* Written exercise *
Repeat the material from the line with "sleeve for player-tracking calibration." to the line with "[208,491,387,690]", changing "short sleeve" to "long sleeve" and keeping everything else the same. Leave the pictures out.

* Exercise material *
○ ○ ○ ○
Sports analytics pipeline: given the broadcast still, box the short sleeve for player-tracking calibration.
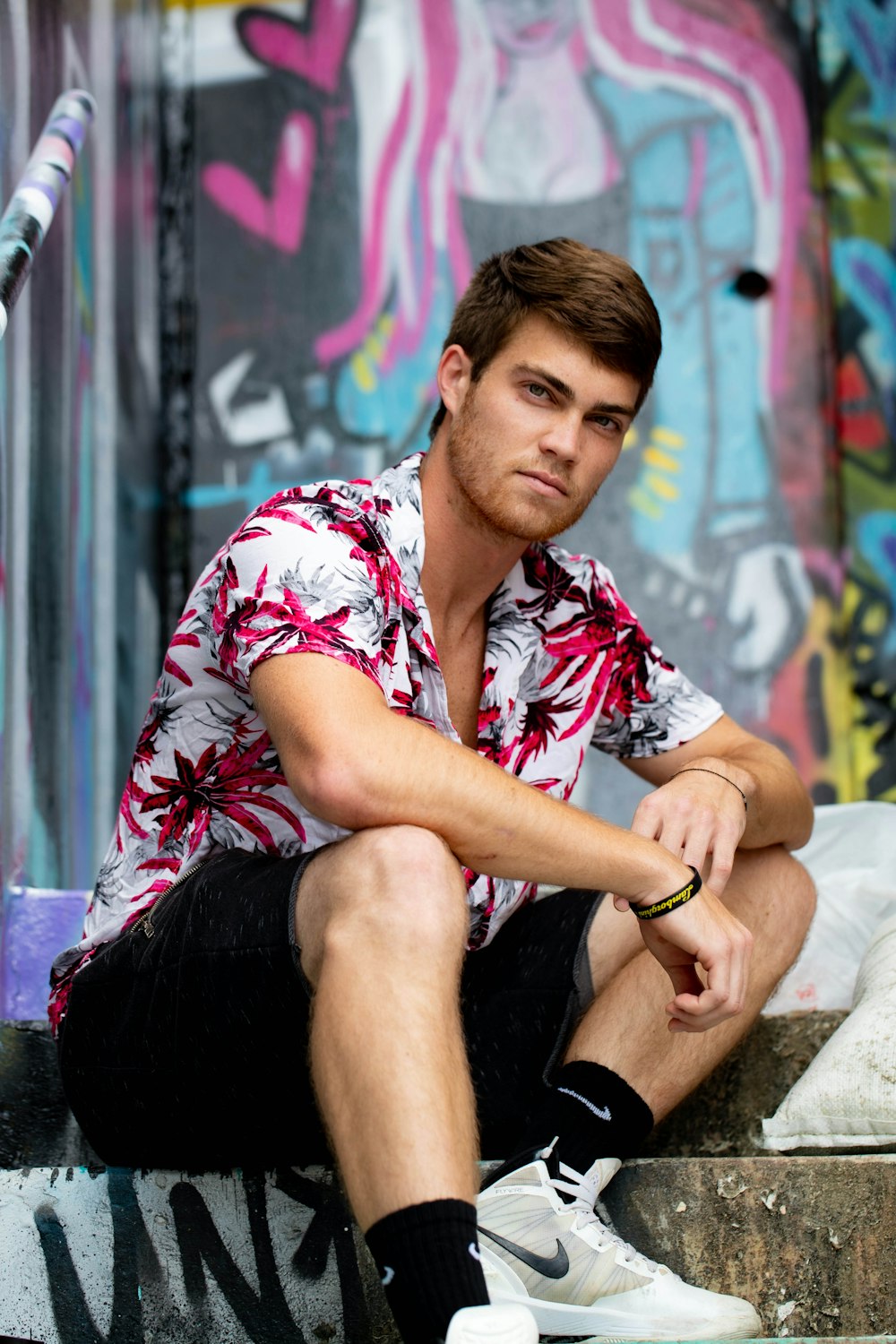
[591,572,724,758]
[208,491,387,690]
○ ○ ○ ○
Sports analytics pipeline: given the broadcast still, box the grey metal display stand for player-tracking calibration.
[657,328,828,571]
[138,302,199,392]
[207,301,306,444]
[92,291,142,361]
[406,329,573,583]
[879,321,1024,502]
○ ○ ○ ○
* Answer below *
Sports analytics pipeline: given the broadcast still, box the long sleeve for player-tracking calibration.
[591,572,724,758]
[208,491,387,690]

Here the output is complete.